# 原文抜粋:
'''

バレエコンクールでの入賞経験多数という利田太一は、手足が長く、動きがしなやか。バック転といったアクロバティックな技を披露する際もエレガンスを感じさせる。12歳にして、共演者との芝居のやりとりも楽しんでおり、舞台が進むにつれ演技がどんどんパワーアップ。劇場空間とは「観る/観られる」関係で成立する場であることを身をもって体感しているのではないだろうか。観客に「見せる」ということをよくわかった上で踊っているから、観ていて実に楽しい。ビリー少年が踊りの才能のきらめきを初めて発揮し、師となるウィルキンソン先生を驚かせるシーンも、客席にあってはっと心動かされるものがあった。一幕ラストを飾る「Angry Dance(怒りのダンス)」のナンバーにおいても、心情の爆発を踊りで表現するのがうまい。踊っているときどんな気持ちか…と問われて答えるセリフ、「うまく言えません」が自身のありのままの心を示しており、その言葉で始まる「Electricity(電気のように)」のナンバーでは、踊ることに対する自分の感情を歌詞に率直に乗せて歌い、無我の境地で踊りに没入していたのが非常に印象的だった(9月14日17時半の部観劇)。

『ビリー・エリオット』舞台写真。左:阿知波悟美、右:利田太一(撮影:田中亜紀)

『ビリー・エリオット』舞台写真。左:阿知波悟美、右:利田太一(撮影:田中亜紀)

'''

# 取り組む問題:
A) 劇評によれば、一幕のラストを飾るナンバーは何か。
B) 劇評のうち「バレエコンクールでの入賞経験」から「月14日17時半の部観劇)。」までの部分を、一字も変えずに書き写してください。

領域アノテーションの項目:

'''

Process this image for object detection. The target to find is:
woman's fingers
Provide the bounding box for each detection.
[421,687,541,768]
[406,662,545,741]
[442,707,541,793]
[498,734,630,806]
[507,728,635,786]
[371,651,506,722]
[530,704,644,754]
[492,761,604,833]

'''

# 解答一覧:
A) 「Angry Dance(怒りのダンス)」

B)
バレエコンクールでの入賞経験多数という利田太一は、手足が長く、動きがしなやか。バック転といったアクロバティックな技を披露する際もエレガンスを感じさせる。12歳にして、共演者との芝居のやりとりも楽しんでおり、舞台が進むにつれ演技がどんどんパワーアップ。劇場空間とは「観る/観られる」関係で成立する場であることを身をもって体感しているのではないだろうか。観客に「見せる」ということをよくわかった上で踊っているから、観ていて実に楽しい。ビリー少年が踊りの才能のきらめきを初めて発揮し、師となるウィルキンソン先生を驚かせるシーンも、客席にあってはっと心動かされるものがあった。一幕ラストを飾る「Angry Dance(怒りのダンス)」のナンバーにおいても、心情の爆発を踊りで表現するのがうまい。踊っているときどんな気持ちか…と問われて答えるセリフ、「うまく言えません」が自身のありのままの心を示しており、その言葉で始まる「Electricity(電気のように)」のナンバーでは、踊ることに対する自分の感情を歌詞に率直に乗せて歌い、無我の境地で踊りに没入していたのが非常に印象的だった(9月14日17時半の部観劇)。